START PROVIDED TEXT

To examine and compare the performances of Bayesian Optimization using the two ML models (denoted LVGP-BO and Lolo-BO for conciseness), we tested them on both synthetic mathematical functions and materials property optimization problems. Our comparative study is conducted using a modular BO framework (illustrated in Fig. 1; details of implementation are in “Methods”), in which both LVGP and Lolo can serve as the ML model.

We use this BO framework to search for the optimum value of any function \(y(\varvec{v})\), where the input variables \(\varvec{v}=[\varvec{x}, \varvec{t}]\) consist of numerical variables \(\varvec{x}\) and/or categorical variables \(\varvec{t}\), and the response *y* is a scalar. The BO performances are compared in two aspects, accuracy and efficiency. Accuracy relates to the ability to find the optimal objective function value. We record the complete optimization history for every test case, so that accuracy can be compared by looking at the optimal objective values observed at any time in the optimization process. Efficiency, on the other hand, is characterized by the rate of improving the objective function. In application scenarios such as materials design, the design evaluation (experimentation or physics-based simulation) is often very time-consuming, in comparison, the time for fitting ML models and calculating acquisition functions is negligible. Thus, when comparing efficiency, we focus on the time in terms of iteration number instead of actual computational time. The BO method capable of converging to the global optimum in fewer iterations is favored under these metrics. In the following part, we introduce the experimental settings and present the results for each test problem.

END PROVIDED TEXT
START EXERCISE DATA

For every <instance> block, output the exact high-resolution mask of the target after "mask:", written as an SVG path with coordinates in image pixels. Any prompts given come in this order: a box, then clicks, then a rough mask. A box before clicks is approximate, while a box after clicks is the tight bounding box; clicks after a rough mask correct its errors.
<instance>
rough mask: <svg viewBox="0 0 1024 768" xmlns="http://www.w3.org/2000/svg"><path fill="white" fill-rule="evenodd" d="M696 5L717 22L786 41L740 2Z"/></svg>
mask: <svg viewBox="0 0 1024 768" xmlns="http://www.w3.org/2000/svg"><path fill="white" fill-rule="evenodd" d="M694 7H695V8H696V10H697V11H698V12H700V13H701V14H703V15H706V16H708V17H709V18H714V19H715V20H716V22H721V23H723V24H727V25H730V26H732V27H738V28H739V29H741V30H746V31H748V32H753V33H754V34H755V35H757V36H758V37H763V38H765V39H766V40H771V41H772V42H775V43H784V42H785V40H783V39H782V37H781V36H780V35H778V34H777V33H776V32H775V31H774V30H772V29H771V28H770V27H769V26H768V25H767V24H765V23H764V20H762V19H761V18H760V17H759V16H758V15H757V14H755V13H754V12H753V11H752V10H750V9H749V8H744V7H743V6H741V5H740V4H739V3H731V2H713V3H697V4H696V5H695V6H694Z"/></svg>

END EXERCISE DATA

◆ WORK INSTRUCTIONS:
A) Do the following statements agree with the passage on Bayesian Optimization? For each, answer yes or no and quote the words of the passage that decide it.
(i) The comparative study uses a framework in which only LVGP can serve as the ML model.
(ii) Efficiency is compared by iteration number rather than by actual computational time.
(iii) Accuracy refers to the rate of improving the objective function.
B) In the passage on Bayesian Optimization, what two aspects are used to compare the BO performances?
C) Take the passage on Bayesian Optimization further, starting right after its last sentence.

◆ RESPONSES BY ITEM NUMBER:
A)
(i) No: "in which both LVGP and Lolo can serve as the ML model."
(ii) Yes: "we focus on the time in terms of iteration number instead of actual computational time."
(iii) No: "Accuracy relates to the ability to find the optimal objective function value."

B) Accuracy and efficiency.

C)
### Demonstration: mathematical test functions

We first present test results of minimizing mixed-variable mathematical functions selected from an online library^{37}. For functions that are originally defined on a continuous domain, we convert some of their arguments to be categorical for testing purposes. As these are white-box problems, we can investigate the BO methods’ performance under different problem characteristics, as well as the factors influencing the performance.

#### Low-dimensional simple functions

In the first test case, we use the Branin function, which has two input variables and relatively smooth behavior. We modify its definition as follows:

$$\begin{aligned} f(x,t)=\left( t-\frac{5.1}{4\pi ^2} x^{2}+\frac{5}{\pi } x-6\right) ^{2}+10\left( 1-\frac{1}{8\pi }\right) \cos (x)+10, \end{aligned}$$

(5)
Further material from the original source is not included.